BEGIN

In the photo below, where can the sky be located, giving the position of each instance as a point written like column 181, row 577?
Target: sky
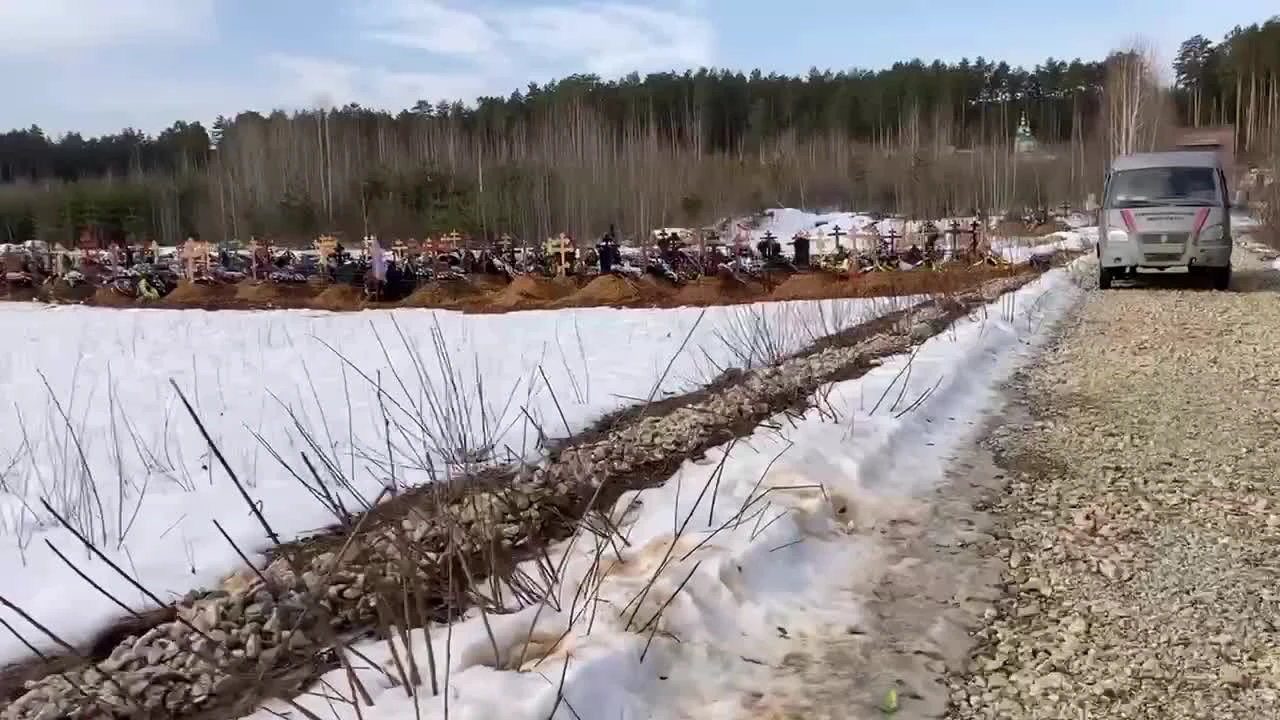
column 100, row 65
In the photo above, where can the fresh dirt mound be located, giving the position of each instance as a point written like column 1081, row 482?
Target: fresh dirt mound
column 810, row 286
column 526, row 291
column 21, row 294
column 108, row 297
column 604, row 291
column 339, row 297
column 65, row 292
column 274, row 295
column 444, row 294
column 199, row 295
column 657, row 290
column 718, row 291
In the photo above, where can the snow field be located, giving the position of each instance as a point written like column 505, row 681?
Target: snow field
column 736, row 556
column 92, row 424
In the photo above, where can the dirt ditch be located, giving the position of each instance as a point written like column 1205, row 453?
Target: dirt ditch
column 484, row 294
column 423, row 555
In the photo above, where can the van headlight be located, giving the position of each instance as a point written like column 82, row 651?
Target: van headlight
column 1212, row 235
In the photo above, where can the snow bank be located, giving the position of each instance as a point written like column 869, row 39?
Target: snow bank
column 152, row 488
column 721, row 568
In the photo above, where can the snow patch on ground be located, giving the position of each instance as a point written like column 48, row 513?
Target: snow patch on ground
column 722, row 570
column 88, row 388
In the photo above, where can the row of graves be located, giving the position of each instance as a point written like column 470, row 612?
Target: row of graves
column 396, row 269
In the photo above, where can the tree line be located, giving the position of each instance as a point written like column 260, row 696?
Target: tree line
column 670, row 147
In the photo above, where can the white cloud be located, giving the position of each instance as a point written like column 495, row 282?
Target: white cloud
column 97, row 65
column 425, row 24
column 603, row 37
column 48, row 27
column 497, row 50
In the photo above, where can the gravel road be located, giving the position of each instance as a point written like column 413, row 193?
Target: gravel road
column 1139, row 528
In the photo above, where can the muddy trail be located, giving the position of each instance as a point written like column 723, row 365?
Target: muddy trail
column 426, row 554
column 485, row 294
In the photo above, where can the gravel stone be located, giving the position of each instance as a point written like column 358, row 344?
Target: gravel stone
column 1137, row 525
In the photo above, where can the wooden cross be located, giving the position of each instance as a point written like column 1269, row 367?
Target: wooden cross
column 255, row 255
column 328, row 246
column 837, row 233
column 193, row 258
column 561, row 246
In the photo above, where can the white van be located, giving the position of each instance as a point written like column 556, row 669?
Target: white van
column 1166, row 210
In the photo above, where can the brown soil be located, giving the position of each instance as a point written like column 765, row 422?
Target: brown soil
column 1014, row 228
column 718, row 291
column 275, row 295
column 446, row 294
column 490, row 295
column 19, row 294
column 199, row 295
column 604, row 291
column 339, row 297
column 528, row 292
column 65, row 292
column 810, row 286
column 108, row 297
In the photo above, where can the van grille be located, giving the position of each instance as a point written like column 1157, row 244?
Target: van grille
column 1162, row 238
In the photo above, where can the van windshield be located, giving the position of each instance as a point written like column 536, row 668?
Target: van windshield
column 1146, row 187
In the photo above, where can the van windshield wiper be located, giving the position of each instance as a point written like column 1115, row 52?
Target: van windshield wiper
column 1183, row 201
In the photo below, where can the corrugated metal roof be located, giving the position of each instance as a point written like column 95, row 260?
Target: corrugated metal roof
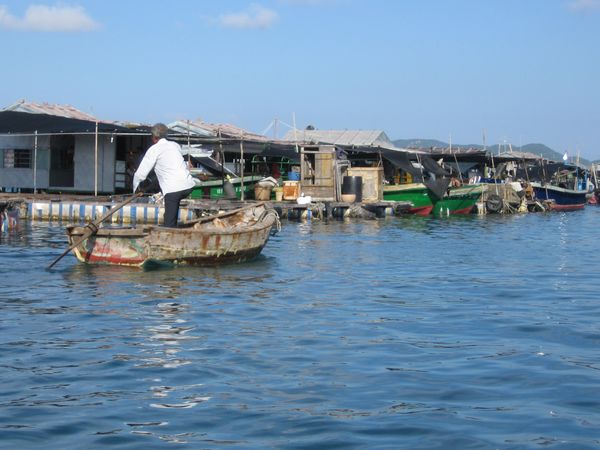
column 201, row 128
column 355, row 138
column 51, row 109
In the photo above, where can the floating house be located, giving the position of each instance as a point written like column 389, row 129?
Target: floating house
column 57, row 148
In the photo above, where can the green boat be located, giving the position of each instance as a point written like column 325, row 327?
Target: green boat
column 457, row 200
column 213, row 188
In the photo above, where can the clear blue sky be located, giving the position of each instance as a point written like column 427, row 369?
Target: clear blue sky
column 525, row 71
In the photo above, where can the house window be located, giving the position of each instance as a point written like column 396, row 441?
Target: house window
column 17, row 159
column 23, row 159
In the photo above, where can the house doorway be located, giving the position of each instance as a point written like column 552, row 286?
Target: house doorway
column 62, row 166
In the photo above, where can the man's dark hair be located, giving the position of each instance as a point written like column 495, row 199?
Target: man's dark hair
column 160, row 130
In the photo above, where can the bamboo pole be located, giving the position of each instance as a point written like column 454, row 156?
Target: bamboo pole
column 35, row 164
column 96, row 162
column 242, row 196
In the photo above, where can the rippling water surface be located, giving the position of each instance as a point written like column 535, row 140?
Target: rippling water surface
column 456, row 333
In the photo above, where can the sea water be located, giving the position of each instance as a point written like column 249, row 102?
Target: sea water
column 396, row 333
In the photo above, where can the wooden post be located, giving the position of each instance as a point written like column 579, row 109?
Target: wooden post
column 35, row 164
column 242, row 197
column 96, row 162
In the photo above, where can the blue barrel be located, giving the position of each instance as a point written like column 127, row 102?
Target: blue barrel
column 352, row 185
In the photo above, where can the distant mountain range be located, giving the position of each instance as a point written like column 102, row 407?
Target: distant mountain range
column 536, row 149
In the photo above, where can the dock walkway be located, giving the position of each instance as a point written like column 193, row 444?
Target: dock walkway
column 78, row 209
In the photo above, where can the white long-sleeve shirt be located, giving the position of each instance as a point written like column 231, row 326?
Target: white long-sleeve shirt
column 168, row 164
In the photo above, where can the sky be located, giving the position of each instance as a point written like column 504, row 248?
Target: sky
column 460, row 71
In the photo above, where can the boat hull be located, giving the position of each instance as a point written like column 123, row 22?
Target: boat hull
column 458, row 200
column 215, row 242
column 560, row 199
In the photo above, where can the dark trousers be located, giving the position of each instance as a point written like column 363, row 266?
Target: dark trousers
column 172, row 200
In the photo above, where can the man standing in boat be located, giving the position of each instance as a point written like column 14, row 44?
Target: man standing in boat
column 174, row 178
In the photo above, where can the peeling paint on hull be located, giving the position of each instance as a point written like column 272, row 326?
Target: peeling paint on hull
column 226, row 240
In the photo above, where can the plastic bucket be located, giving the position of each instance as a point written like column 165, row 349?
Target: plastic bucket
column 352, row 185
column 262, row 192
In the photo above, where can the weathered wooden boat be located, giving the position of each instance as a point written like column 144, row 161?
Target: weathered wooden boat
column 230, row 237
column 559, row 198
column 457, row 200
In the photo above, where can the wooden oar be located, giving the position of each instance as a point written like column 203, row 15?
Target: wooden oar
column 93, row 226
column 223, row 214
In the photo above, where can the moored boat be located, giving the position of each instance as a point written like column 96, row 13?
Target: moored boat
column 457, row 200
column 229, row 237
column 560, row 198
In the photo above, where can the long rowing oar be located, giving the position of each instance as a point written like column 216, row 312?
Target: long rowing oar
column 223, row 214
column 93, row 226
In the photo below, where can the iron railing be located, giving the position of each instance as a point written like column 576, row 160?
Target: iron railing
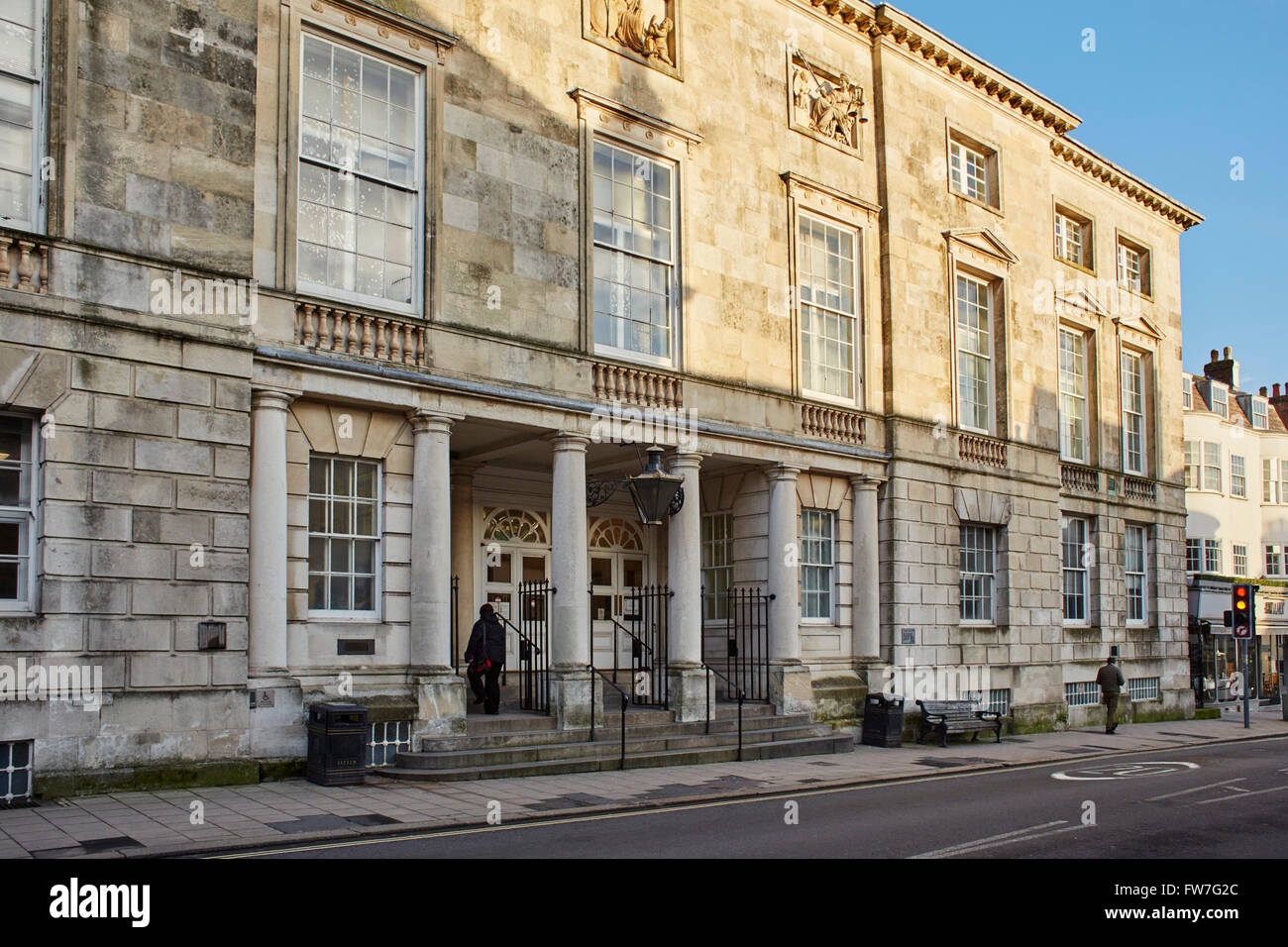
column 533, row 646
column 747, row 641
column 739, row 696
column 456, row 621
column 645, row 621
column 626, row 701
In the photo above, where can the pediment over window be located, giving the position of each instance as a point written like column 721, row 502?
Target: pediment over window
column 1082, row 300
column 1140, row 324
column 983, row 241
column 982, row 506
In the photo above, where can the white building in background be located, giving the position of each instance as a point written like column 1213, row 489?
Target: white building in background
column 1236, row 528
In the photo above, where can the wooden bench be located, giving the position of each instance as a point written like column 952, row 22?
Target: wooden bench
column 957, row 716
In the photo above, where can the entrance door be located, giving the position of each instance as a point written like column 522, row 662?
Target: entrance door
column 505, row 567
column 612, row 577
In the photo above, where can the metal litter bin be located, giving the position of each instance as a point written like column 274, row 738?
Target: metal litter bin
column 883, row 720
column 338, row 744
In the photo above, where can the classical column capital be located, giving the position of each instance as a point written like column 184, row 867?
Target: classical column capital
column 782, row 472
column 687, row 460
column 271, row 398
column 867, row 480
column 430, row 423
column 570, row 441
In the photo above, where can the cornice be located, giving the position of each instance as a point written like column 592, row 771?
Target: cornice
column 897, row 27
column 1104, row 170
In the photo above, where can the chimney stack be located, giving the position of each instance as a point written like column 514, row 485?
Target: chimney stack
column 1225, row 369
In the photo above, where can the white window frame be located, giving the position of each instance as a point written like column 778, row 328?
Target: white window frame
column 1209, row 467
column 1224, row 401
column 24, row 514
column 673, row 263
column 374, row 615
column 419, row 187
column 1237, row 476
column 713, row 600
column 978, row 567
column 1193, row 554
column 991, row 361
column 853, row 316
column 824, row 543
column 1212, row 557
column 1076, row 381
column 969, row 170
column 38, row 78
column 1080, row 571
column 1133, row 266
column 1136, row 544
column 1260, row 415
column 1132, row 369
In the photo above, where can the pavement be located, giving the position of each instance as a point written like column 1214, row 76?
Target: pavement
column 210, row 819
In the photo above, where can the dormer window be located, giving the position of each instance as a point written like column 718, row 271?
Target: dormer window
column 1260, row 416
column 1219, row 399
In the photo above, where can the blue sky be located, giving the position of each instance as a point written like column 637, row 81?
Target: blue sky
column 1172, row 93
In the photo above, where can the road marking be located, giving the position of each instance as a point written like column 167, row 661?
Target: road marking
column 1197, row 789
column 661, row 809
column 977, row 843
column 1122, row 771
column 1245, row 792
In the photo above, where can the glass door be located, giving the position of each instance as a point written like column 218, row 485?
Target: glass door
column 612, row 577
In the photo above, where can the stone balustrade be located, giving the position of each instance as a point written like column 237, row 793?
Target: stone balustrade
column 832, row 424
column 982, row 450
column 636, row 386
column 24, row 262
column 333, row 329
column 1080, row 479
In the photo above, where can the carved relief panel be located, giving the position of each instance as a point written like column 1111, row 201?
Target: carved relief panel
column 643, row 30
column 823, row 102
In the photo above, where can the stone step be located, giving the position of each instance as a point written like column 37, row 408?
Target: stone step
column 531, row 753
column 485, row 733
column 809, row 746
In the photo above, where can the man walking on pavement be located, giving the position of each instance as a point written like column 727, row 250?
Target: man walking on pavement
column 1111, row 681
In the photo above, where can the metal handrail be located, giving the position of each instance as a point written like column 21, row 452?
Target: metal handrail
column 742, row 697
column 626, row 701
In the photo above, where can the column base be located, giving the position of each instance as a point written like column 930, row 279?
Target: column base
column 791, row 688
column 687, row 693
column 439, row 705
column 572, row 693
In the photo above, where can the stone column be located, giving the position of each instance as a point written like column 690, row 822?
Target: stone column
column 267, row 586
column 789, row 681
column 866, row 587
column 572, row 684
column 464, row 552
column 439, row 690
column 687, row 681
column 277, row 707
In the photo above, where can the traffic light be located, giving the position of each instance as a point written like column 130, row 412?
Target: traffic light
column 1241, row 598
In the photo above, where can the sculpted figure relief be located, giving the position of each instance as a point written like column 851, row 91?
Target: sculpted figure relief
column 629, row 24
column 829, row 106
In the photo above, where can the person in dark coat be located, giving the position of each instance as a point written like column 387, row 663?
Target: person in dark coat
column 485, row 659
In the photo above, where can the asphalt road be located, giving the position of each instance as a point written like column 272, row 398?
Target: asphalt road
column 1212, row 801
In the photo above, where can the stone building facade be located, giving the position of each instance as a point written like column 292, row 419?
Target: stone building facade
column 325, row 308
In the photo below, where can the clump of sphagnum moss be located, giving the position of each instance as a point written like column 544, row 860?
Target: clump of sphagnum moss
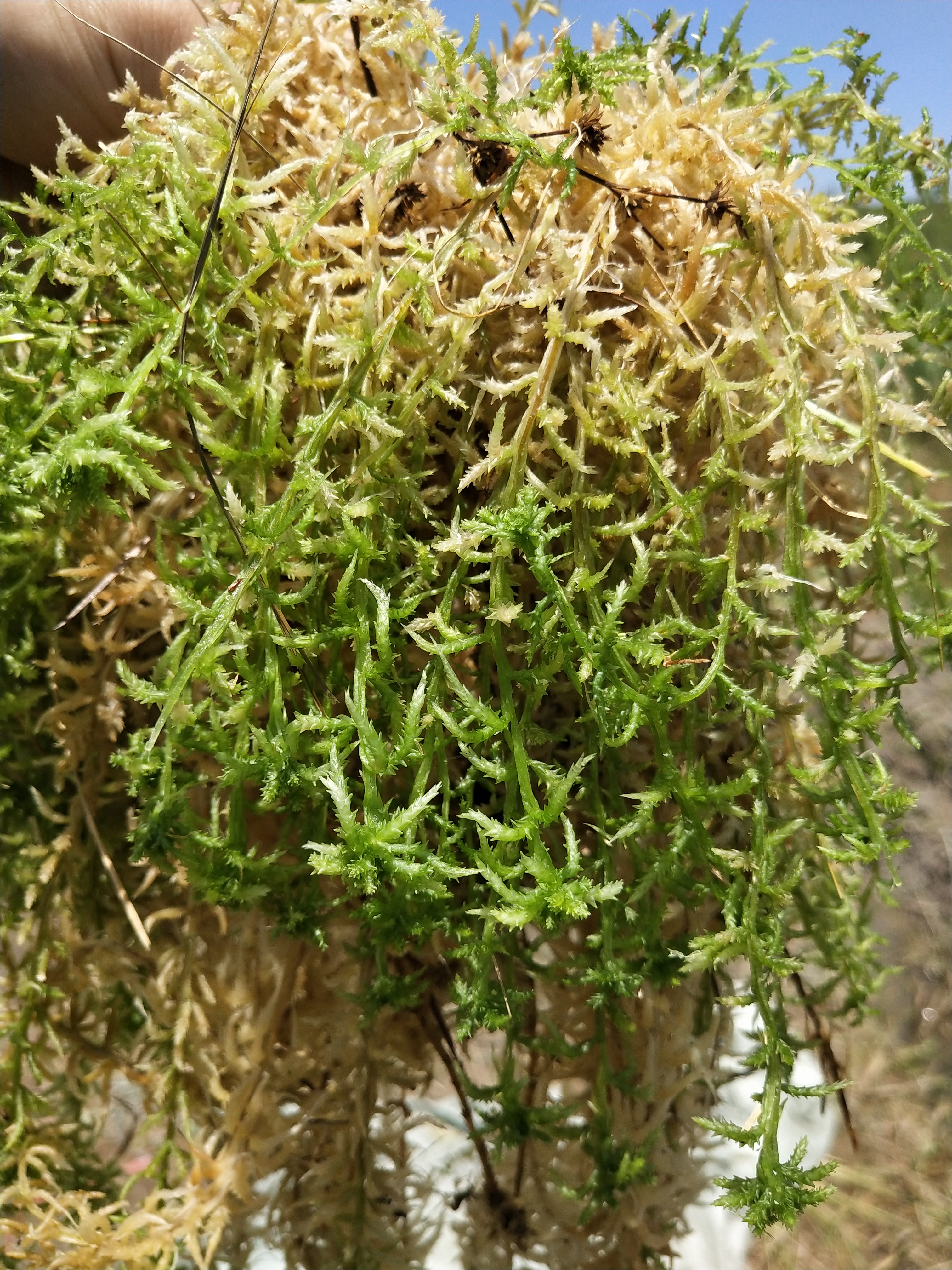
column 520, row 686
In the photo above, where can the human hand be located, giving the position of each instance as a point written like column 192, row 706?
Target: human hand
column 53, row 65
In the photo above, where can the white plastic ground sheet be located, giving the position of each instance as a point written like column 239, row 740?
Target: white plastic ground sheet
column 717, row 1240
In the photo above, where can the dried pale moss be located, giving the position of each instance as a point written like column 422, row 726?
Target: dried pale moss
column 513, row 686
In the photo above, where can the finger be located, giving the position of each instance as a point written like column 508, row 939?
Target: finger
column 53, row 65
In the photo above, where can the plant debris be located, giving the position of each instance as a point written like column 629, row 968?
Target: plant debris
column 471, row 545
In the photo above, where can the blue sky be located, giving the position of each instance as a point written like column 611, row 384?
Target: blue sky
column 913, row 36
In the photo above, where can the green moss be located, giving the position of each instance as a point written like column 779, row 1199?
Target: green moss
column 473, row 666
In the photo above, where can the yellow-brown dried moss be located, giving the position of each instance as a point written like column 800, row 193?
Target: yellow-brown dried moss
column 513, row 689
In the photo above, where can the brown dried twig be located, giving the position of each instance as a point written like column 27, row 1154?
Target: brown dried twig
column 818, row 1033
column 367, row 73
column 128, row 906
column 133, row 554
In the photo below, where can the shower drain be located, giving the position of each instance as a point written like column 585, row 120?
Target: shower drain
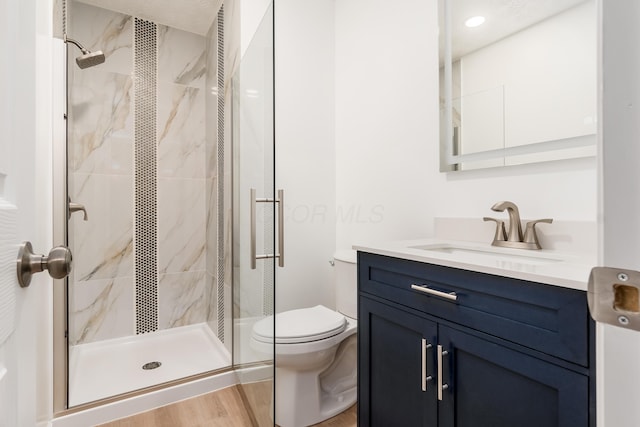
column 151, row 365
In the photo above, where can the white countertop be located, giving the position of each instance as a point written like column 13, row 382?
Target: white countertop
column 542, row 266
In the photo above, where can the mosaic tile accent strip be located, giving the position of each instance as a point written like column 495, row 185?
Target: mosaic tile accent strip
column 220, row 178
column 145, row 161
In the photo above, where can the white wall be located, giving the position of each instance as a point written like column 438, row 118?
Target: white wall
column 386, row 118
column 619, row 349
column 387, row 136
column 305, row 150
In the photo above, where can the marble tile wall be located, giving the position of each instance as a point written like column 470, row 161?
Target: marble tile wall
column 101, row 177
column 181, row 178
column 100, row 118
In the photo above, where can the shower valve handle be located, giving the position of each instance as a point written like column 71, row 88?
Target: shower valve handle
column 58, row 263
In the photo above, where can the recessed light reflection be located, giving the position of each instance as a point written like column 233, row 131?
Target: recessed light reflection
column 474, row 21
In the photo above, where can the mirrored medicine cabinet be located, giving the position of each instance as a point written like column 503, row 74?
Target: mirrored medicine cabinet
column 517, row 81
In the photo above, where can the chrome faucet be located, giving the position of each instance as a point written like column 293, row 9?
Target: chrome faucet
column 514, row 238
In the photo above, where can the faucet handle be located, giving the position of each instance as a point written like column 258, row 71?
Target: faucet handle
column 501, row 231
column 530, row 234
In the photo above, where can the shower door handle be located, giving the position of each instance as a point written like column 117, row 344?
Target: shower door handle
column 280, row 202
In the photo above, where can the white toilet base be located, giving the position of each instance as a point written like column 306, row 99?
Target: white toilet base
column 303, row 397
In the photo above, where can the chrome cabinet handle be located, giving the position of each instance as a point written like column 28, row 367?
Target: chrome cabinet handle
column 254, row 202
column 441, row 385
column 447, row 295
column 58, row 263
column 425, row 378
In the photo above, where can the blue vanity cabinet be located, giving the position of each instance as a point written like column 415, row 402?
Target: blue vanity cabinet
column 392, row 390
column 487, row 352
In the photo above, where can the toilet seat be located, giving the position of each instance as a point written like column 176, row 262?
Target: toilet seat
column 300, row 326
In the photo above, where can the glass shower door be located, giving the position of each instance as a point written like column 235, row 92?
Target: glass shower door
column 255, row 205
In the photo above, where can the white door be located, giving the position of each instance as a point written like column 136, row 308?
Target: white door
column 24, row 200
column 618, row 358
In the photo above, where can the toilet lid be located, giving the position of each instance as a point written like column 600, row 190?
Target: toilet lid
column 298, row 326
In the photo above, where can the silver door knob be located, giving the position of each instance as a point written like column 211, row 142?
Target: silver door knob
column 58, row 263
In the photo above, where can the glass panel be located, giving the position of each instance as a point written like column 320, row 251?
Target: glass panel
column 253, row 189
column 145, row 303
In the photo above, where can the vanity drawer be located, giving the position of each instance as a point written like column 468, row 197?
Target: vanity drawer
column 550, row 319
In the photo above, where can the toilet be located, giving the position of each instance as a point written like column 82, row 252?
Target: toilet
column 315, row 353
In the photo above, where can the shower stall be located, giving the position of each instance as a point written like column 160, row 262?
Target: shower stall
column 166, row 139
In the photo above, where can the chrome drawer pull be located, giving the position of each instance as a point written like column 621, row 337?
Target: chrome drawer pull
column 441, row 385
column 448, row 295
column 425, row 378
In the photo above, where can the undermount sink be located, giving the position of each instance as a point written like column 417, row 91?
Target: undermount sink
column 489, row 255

END

● **Work item**:
Which lines of the material above hold the string "below"? Pull them out.

● **Answer space**:
In the photo below, where can the sky be located, giving the position of each instance as a point written like column 181, row 577?
In the photo below, where can the corrugated metal roof be located, giving the position of each instance as a point written like column 95, row 260?
In the photo below, where can the iron railing be located, giving the position of each instance as a point written like column 576, row 160?
In the photo below, where can the clump of sphagnum moss be located, giving the position of each instance as a point written like column 544, row 860?
In the photo below, where can the shower drain be located, giving the position of each instance as a point written like column 585, row 120?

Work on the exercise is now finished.